(Items from a dataset)

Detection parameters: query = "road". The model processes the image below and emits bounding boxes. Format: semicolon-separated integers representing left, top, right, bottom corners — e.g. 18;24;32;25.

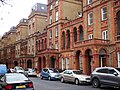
30;77;118;90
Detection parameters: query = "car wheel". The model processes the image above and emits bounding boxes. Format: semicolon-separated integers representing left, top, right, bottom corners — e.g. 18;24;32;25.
40;75;43;80
75;79;79;85
48;76;51;81
61;77;64;83
92;78;100;88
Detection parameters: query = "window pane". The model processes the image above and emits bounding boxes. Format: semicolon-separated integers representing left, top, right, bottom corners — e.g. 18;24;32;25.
102;7;107;20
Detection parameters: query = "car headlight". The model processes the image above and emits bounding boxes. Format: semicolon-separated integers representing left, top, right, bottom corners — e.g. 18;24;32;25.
79;77;86;81
50;74;55;77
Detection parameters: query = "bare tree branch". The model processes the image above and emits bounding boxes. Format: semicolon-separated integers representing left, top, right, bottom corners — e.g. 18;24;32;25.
0;0;8;5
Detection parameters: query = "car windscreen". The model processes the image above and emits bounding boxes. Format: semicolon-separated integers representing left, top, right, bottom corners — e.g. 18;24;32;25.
49;69;59;73
6;74;29;83
73;71;82;75
16;67;24;70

Exercise goal: Your copy should hold all the data word for word. It should hold no pictures.

Worked solution:
Detection parameters: query = "road". The model processes the image below and emits bounding boxes. Format: semicolon-separated integers representing left, top, right, bottom corners — e.g. 18;24;32;25.

30;77;118;90
Detection parameters: query = "car wheel". The model processes the image above and emits bounding boxes. Format: semicolon-separated integers representing left, top, right, bottom corners — e.g. 18;24;32;25.
40;75;43;80
75;79;79;85
48;76;51;81
61;77;64;83
92;78;100;88
Detection parameters: query = "window pane". The model processes the image above and emits bounding boxes. Format: semicolon-separated integers representing left, top, right, bottom corners — e.g. 18;24;32;25.
102;7;107;20
Detection parameters: query = "car headlight". The model processes the image above and emits bounding boxes. Format: semicolon-separated integers representing left, top, right, bottom corners — e.g. 18;24;32;25.
79;77;86;81
50;74;55;77
Detection parameters: query = "bare tree branch". The model processes the image above and emits bounding boxes. Format: semicolon-separated integers representing left, top, right, bottom corners — e.g. 18;24;32;25.
0;0;8;5
Detection parameters: query = "car windscreen". The model processes the image above and emits bounding boxes. Format: semicolon-separated integers representing left, top, right, bottom corners — e.g. 18;24;32;25.
49;69;59;73
6;74;29;83
73;71;82;75
16;67;24;70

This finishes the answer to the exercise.